● Job
In the records below, turn the lines between the one containing "Where can you find the fire" and the one containing "Where can you find the truck", inclusive, into a Markdown table with columns Row and Line, leaving out any blank lines.

Start of Data provided

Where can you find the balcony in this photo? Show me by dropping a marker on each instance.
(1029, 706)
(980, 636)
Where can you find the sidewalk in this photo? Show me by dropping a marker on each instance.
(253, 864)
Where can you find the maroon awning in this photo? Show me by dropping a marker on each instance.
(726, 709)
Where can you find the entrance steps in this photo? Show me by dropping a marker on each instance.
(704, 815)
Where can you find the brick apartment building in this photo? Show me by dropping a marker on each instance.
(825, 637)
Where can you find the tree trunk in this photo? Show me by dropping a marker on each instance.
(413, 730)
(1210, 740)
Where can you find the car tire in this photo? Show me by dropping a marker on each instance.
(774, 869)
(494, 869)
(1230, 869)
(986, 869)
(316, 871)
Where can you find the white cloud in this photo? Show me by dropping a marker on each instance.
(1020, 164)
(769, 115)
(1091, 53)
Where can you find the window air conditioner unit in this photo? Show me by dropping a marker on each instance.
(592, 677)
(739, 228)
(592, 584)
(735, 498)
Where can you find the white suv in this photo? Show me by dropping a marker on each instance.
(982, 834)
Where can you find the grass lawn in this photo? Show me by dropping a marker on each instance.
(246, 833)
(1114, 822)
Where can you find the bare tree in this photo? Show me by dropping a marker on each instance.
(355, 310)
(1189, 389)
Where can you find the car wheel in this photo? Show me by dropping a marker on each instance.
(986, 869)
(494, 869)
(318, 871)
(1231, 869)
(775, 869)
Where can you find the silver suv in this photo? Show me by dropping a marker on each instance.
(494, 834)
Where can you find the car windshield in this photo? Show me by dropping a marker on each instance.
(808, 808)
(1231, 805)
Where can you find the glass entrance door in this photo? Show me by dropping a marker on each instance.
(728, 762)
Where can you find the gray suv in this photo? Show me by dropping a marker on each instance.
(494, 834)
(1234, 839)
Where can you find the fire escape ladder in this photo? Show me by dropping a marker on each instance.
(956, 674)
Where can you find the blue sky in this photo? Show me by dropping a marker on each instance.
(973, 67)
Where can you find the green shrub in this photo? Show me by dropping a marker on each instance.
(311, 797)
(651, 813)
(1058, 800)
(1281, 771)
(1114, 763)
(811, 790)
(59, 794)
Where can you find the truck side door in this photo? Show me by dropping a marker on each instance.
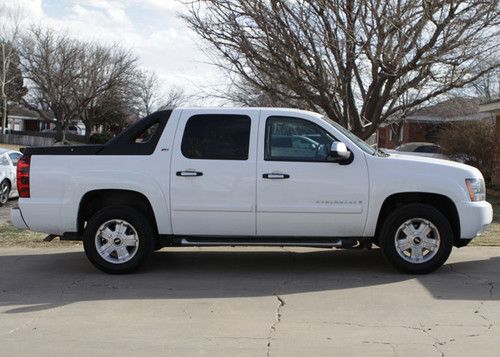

End of Data provided
Start of Data provided

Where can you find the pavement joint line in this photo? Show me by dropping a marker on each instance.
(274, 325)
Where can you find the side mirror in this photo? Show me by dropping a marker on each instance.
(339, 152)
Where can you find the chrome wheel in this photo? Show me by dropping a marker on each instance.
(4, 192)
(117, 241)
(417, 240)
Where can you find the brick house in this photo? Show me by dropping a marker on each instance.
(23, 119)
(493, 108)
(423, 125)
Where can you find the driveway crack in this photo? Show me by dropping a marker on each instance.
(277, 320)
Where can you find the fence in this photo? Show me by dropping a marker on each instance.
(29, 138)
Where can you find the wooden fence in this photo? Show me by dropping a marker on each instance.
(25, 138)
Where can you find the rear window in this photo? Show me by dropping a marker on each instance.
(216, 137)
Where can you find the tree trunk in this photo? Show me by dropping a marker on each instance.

End of Data provided

● Result
| Row | Line |
|---|---|
| 1 | Where can you find the fire escape ladder in this photo? Show me by dropping a marker on each instance. |
| 2 | (956, 674) |
| 3 | Where can you find the blue sky in this photo? Show me by dropping a marker on each instance. |
| 4 | (973, 67) |
| 5 | Where can you find the green shrub in this photo? Show me by dropping a marker on each instance. |
| 6 | (311, 797) |
| 7 | (651, 813) |
| 8 | (1058, 800) |
| 9 | (1281, 771) |
| 10 | (1114, 763) |
| 11 | (811, 790) |
| 12 | (59, 794) |
| 13 | Where can you find the truck side door in this photo? Show me by dropping a marker on each instance. |